Your task:
In the article on moderate Democrats and impeachment, since what year had Republicans held the district that Rep. Katie Hill won in 2018?

Page extract:
──────────────────────────────

Wall of moderate Democrats poised to save Trump from impeachment

While a few dozen House Democrats are clamoring to begin impeachment proceedings against President Trump, a faction of party moderates are quietly dampening the enthusiasm for trying to oust the president and could ultimately serve as the wall that protects him from impeachment.

Speaker Nancy Pelosi, D-Calif., has informed rank-and-file Democrats her goal is to keep control of the House in 2020, which requires protecting the 40 lawmakers who put them into the majority by winning seats previously held by Republicans.

Constituents in those districts tend to favor Trump and have little interest in an impeachment inquiry, which has prompted Pelosi to steer the caucus away from impeachment and instead toward oversight investigations of the Trump administration.

Among the lawmakers Pelosi hopes to protect is Rep. Katie Hill, a Democrat who represents California’s 25th District.

Hill won the seat in 2018, flipping a district that had been held by Republicans since 1993.

──────────────────────────────

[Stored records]
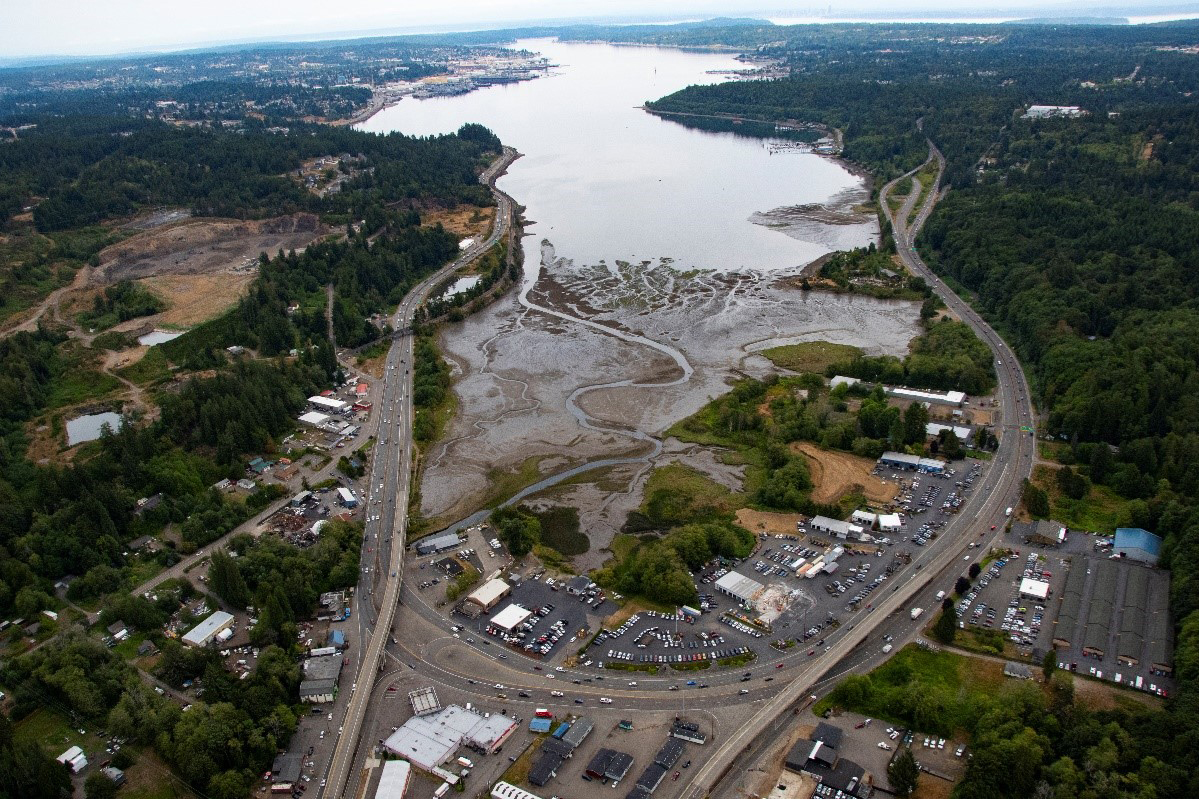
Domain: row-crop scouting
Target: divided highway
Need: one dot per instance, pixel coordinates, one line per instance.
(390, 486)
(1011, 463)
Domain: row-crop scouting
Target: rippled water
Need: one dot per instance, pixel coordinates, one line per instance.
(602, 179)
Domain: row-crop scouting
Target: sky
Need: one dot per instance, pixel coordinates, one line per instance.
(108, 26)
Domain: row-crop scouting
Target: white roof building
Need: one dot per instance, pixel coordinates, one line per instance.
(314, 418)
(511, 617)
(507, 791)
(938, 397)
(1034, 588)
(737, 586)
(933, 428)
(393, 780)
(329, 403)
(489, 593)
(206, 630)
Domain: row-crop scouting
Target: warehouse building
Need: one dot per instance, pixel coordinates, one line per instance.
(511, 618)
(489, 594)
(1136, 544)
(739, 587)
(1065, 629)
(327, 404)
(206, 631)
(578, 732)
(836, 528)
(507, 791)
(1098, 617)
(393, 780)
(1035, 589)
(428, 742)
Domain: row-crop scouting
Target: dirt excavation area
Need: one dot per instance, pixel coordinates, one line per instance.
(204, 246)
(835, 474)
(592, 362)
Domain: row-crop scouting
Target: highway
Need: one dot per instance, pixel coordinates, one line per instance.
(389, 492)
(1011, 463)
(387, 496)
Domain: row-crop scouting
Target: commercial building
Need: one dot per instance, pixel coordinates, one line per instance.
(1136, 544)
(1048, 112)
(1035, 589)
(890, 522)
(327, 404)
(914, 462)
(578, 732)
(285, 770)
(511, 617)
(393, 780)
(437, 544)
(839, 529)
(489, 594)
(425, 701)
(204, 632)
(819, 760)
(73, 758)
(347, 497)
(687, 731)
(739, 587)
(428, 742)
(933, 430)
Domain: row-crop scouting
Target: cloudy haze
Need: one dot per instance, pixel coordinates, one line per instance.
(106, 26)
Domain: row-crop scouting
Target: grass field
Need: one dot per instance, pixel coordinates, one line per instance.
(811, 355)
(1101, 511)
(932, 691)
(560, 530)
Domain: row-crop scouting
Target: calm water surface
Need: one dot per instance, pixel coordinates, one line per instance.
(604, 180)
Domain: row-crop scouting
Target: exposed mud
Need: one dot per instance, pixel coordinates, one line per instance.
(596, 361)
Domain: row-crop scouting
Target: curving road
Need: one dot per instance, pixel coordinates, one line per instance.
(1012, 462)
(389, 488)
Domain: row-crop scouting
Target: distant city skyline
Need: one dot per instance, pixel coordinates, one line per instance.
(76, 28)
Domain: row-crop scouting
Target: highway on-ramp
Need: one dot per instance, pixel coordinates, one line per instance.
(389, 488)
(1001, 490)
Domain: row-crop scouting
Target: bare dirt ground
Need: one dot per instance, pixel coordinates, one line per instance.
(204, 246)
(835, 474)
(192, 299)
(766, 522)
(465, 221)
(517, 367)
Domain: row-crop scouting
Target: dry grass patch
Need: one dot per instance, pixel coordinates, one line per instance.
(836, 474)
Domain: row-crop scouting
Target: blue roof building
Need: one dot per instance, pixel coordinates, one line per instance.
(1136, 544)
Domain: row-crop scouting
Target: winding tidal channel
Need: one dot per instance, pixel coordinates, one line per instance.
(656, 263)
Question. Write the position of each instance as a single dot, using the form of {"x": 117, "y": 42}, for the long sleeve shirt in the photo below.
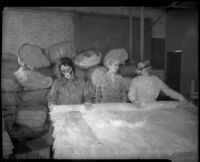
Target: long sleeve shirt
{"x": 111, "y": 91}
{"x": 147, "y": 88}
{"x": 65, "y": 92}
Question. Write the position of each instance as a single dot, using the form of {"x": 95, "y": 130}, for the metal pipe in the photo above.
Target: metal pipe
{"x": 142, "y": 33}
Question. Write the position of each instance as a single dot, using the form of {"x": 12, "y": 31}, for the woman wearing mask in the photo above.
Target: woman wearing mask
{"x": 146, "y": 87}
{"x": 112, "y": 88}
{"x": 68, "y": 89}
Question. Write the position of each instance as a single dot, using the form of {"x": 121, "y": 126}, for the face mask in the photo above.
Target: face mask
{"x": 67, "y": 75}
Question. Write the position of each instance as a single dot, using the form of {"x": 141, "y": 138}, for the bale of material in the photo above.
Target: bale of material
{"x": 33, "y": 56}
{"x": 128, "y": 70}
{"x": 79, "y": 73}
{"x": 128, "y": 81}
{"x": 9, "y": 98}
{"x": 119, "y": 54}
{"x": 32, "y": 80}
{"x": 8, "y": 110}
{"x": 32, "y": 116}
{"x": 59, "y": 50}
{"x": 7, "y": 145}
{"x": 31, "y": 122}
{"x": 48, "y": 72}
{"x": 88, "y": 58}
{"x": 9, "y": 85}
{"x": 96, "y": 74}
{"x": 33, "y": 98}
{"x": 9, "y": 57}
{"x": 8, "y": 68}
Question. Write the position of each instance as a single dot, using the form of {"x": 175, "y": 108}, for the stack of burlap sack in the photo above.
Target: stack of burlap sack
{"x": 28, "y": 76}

──────────────────────────────

Solution:
Since 1993.